## MATERIAL SHOWN

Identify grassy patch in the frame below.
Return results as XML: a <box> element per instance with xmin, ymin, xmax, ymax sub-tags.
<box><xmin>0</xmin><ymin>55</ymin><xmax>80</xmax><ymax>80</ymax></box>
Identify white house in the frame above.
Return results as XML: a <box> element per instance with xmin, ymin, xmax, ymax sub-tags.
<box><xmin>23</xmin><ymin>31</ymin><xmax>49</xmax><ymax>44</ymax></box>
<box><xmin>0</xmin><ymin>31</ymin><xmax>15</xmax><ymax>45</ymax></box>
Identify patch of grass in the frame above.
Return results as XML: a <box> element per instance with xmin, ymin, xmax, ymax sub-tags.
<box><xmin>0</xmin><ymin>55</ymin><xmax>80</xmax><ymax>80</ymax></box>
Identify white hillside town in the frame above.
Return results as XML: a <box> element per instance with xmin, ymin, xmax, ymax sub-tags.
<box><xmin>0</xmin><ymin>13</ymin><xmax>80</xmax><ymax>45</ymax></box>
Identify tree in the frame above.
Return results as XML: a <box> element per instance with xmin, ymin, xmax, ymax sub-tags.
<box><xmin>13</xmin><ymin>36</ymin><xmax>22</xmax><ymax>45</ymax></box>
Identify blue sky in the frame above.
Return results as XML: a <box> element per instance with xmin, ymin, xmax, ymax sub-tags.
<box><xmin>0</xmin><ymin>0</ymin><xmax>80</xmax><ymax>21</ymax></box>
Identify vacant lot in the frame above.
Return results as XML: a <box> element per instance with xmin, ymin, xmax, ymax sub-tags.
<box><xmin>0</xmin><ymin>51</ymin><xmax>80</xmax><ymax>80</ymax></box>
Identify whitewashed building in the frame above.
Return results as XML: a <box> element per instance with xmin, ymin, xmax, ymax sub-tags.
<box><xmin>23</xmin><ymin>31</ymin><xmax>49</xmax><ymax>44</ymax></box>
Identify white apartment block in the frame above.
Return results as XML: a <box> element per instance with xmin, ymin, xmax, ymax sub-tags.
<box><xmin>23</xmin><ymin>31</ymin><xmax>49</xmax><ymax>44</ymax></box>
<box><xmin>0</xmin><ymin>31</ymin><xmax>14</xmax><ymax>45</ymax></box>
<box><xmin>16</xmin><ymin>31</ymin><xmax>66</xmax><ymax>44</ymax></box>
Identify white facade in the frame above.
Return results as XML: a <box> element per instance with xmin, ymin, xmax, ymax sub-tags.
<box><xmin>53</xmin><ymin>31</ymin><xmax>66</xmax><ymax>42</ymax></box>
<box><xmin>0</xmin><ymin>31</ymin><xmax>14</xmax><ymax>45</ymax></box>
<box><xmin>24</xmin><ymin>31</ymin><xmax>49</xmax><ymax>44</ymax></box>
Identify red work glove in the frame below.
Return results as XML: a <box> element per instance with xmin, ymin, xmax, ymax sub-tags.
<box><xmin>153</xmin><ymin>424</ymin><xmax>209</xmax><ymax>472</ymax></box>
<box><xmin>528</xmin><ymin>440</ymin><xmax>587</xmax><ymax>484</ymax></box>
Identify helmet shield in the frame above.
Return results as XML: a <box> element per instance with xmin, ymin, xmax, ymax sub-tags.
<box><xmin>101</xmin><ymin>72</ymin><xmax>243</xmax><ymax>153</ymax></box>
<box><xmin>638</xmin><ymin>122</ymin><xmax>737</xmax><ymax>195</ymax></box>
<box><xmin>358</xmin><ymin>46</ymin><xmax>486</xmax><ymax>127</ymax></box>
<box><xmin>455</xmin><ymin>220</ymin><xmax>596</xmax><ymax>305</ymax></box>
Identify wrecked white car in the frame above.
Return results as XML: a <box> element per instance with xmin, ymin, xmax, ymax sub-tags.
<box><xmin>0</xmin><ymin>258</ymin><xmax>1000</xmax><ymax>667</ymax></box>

--

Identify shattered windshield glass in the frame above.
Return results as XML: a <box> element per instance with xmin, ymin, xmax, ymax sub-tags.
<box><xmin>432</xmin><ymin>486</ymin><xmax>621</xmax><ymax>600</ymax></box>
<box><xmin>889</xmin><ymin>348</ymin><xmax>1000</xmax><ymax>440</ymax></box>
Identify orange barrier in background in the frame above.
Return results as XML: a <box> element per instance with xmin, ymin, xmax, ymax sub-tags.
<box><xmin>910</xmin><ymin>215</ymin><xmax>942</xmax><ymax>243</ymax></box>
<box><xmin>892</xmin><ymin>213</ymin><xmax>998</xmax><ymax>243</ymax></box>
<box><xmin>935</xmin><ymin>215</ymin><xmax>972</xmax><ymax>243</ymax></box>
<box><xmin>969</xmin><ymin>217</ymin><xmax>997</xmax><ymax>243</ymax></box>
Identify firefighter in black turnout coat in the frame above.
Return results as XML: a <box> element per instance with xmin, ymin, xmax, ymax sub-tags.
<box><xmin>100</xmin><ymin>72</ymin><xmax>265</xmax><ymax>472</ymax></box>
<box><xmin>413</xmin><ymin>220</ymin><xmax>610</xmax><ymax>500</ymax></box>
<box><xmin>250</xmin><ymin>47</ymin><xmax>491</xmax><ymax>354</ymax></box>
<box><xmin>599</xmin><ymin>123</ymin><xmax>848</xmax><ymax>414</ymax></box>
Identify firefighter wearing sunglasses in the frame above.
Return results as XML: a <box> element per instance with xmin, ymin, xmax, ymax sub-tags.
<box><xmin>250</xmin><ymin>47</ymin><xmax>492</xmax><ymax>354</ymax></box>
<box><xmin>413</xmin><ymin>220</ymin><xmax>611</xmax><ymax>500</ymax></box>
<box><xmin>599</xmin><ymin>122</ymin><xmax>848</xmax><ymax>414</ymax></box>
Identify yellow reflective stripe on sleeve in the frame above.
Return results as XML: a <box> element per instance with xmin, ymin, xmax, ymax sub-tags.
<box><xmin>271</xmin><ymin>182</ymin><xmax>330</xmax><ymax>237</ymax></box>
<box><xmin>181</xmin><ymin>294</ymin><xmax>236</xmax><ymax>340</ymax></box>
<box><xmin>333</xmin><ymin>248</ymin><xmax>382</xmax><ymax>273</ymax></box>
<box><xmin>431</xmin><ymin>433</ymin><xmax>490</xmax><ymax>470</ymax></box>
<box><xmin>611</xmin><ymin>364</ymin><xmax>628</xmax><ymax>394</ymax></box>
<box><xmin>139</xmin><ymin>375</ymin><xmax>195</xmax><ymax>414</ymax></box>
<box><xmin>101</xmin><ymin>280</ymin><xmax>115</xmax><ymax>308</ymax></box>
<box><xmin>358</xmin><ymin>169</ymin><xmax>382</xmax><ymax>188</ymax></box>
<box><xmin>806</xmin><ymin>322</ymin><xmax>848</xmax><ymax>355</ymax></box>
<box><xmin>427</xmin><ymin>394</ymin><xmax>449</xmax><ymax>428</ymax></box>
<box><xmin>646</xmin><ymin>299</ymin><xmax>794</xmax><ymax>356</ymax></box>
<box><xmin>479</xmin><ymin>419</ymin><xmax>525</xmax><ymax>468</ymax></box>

## INSTRUCTION
Gather every line of the data above that contains the string "below", and copy each one out in full.

## RESULT OF THIS EXERCISE
Identify grassy patch in the frame below.
Identify red work glove in the frame below.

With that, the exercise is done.